Collected data:

begin

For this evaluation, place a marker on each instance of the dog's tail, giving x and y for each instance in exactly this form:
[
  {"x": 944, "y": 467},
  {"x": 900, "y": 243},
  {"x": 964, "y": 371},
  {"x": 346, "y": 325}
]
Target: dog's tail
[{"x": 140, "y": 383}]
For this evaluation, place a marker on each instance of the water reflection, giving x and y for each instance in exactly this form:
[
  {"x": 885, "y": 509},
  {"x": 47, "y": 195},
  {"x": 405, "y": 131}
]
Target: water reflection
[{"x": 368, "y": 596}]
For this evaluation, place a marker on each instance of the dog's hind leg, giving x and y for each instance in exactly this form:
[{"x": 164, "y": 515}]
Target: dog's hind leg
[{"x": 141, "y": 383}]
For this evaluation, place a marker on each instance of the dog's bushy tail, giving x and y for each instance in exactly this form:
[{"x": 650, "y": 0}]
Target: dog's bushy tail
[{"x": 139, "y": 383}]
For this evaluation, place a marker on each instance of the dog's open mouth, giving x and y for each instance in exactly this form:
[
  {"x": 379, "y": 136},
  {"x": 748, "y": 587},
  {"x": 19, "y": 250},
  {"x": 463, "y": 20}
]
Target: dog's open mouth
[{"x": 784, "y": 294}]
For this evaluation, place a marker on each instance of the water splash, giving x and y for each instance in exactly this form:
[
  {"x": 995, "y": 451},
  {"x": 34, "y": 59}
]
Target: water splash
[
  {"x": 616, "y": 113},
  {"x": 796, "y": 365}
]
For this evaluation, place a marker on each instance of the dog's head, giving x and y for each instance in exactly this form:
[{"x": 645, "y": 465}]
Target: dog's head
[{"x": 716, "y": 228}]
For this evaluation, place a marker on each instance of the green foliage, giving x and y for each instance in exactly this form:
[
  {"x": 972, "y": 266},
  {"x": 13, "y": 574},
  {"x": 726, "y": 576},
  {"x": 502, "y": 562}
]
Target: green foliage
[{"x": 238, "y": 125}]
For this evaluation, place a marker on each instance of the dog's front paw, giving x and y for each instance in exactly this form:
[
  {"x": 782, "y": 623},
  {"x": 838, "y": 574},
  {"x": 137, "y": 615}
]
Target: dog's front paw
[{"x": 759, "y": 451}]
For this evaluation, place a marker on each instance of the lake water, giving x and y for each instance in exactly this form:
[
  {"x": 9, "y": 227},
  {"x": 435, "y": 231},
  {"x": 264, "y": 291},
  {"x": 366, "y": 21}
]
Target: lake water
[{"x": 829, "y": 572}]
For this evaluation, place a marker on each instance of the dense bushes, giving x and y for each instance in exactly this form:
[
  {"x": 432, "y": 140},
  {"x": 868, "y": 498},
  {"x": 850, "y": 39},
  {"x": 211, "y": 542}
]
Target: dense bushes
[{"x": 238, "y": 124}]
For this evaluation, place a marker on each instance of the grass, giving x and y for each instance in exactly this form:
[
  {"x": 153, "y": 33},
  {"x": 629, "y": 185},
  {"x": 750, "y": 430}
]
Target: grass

end

Write out all of the data above again, word for word, with every line and character kept the same.

Result of this exercise
For this evaluation, place a marker on each instance of the dog's tail, giving x and y for each instance in exactly this form:
[
  {"x": 944, "y": 467},
  {"x": 900, "y": 243},
  {"x": 964, "y": 371},
  {"x": 346, "y": 325}
]
Target: dog's tail
[{"x": 140, "y": 383}]
For this evaluation, place a marker on each instance of the water reflection, giving x and y for each instance in exactly this form:
[
  {"x": 885, "y": 509},
  {"x": 47, "y": 195},
  {"x": 405, "y": 131}
]
Target: water reflection
[{"x": 368, "y": 596}]
For this evaluation, place a marker on each instance of the dog's hind leg, giving x and y for each instance in exactly this form:
[{"x": 164, "y": 515}]
Target: dog's hind leg
[{"x": 141, "y": 383}]
For this evaluation, place a marker on each instance of the dog's bushy tail, giving x and y for each instance in exactly this form:
[{"x": 650, "y": 0}]
Target: dog's bushy tail
[{"x": 139, "y": 383}]
For this evaluation, place a marker on each instance of the dog's open mouth, giving x and y for each instance in exactly this form:
[
  {"x": 379, "y": 136},
  {"x": 748, "y": 587},
  {"x": 19, "y": 250},
  {"x": 463, "y": 20}
]
Target: dog's open mouth
[{"x": 784, "y": 294}]
For this evaluation, place a marker on each instance of the water splash, giving x and y for each instance in exactly this form:
[
  {"x": 995, "y": 451},
  {"x": 34, "y": 59}
]
Target: water splash
[
  {"x": 616, "y": 113},
  {"x": 796, "y": 365}
]
For this evaluation, place a marker on each instance of the dog's head, giving x and y for each instance in exactly this form:
[{"x": 645, "y": 465}]
Target: dog's head
[{"x": 716, "y": 228}]
For this evaluation, place a marker on each instance of the green foliage, giving x and y for each instance in exactly this form:
[
  {"x": 972, "y": 266},
  {"x": 13, "y": 574},
  {"x": 726, "y": 576},
  {"x": 502, "y": 562}
]
Target: green foliage
[{"x": 238, "y": 125}]
For this evaluation, place a marker on each instance of the dog's front paw, giving x and y for each instance in exactly this form:
[
  {"x": 782, "y": 623},
  {"x": 838, "y": 574},
  {"x": 137, "y": 615}
]
Target: dog's front paw
[{"x": 759, "y": 451}]
For this evaluation, place a marker on each instance of the lake water, giving x and y for each instance in exactly this form:
[
  {"x": 9, "y": 227},
  {"x": 435, "y": 231},
  {"x": 264, "y": 291},
  {"x": 366, "y": 21}
]
Target: lake water
[{"x": 829, "y": 572}]
For this evaluation, place a marker on each instance of the dense bushes, giving x and y for each instance in exactly this form:
[
  {"x": 432, "y": 140},
  {"x": 868, "y": 498},
  {"x": 850, "y": 39},
  {"x": 211, "y": 542}
]
Target: dense bushes
[{"x": 238, "y": 124}]
For this evaluation, place a marker on each instance of the grass, giving x and y for each instance in exactly this form:
[
  {"x": 153, "y": 33},
  {"x": 629, "y": 185},
  {"x": 750, "y": 430}
]
Target: grass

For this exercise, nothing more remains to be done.